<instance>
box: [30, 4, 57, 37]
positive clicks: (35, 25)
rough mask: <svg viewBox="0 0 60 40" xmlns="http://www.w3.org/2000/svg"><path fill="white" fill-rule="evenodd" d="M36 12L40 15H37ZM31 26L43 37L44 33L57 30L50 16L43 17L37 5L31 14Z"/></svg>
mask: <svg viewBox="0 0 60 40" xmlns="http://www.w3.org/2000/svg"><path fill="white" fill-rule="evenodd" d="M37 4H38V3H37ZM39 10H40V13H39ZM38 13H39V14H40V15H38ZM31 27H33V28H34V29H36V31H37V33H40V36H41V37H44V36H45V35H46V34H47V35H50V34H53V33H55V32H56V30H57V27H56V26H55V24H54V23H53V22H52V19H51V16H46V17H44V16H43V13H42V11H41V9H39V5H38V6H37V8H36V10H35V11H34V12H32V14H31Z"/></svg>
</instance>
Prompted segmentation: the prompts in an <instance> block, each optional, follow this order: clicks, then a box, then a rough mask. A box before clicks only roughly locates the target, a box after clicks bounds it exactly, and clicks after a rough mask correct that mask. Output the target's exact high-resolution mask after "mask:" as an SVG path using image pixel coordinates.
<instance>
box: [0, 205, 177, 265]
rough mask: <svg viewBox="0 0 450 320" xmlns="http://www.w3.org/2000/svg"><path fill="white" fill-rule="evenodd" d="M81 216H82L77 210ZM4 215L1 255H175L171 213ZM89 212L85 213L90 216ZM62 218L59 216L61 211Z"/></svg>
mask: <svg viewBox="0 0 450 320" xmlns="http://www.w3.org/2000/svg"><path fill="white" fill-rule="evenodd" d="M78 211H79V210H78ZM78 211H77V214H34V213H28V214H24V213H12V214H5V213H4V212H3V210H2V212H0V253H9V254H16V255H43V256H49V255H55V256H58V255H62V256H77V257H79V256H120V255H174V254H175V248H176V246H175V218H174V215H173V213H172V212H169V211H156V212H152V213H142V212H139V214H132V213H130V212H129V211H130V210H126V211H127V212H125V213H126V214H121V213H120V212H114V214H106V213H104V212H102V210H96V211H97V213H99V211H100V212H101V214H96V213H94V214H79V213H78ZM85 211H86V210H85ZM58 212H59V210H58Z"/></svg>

- _EXERCISE OBJECTIVE_
Take each record above and return it verbatim.

- _ANSWER FOR THIS EXERCISE_
<instance>
box: [30, 4, 57, 37]
positive clicks: (35, 25)
rough mask: <svg viewBox="0 0 60 40" xmlns="http://www.w3.org/2000/svg"><path fill="white" fill-rule="evenodd" d="M36 12L40 15H37ZM31 26L43 37L44 33L57 30L50 16L43 17L37 5L31 14Z"/></svg>
mask: <svg viewBox="0 0 60 40" xmlns="http://www.w3.org/2000/svg"><path fill="white" fill-rule="evenodd" d="M37 4H38V3H37ZM39 10H40V13H39ZM38 13H39V14H40V15H38ZM31 27H33V28H34V29H36V31H37V33H40V36H41V37H44V36H45V35H46V34H47V35H50V34H53V33H55V32H56V30H57V27H56V26H55V24H54V23H53V22H52V19H51V16H46V17H44V16H43V13H42V11H41V9H39V5H38V6H37V8H36V10H35V11H34V12H32V14H31Z"/></svg>
</instance>
Prompted segmentation: the prompts in an <instance> block, each optional, follow this order: clicks, then a box, then a rough mask. A box before clicks only roughly locates the target, a box after clicks bounds it exactly, and clicks after a rough mask correct that mask. Output the target's exact high-resolution mask after "mask:" as an SVG path using image pixel coordinates.
<instance>
box: [0, 205, 177, 265]
rough mask: <svg viewBox="0 0 450 320" xmlns="http://www.w3.org/2000/svg"><path fill="white" fill-rule="evenodd" d="M81 216H82L77 210ZM4 215L1 255H175L171 213ZM89 212L85 213L90 216ZM62 218L59 216L61 211Z"/></svg>
mask: <svg viewBox="0 0 450 320" xmlns="http://www.w3.org/2000/svg"><path fill="white" fill-rule="evenodd" d="M78 211H79V210H78ZM78 211H77V214H34V213H28V214H24V213H12V214H5V213H4V212H3V210H2V212H0V253H9V254H16V255H43V256H49V255H55V256H58V255H62V256H77V257H79V256H120V255H174V254H175V248H176V246H175V218H174V215H173V213H172V212H169V211H156V212H152V213H142V212H139V214H132V213H130V212H129V211H130V210H126V211H127V212H125V213H126V214H121V213H120V212H114V214H106V213H104V212H102V210H96V211H97V213H99V211H100V212H101V214H96V213H94V214H79V213H78ZM85 211H86V210H85ZM58 212H59V210H58Z"/></svg>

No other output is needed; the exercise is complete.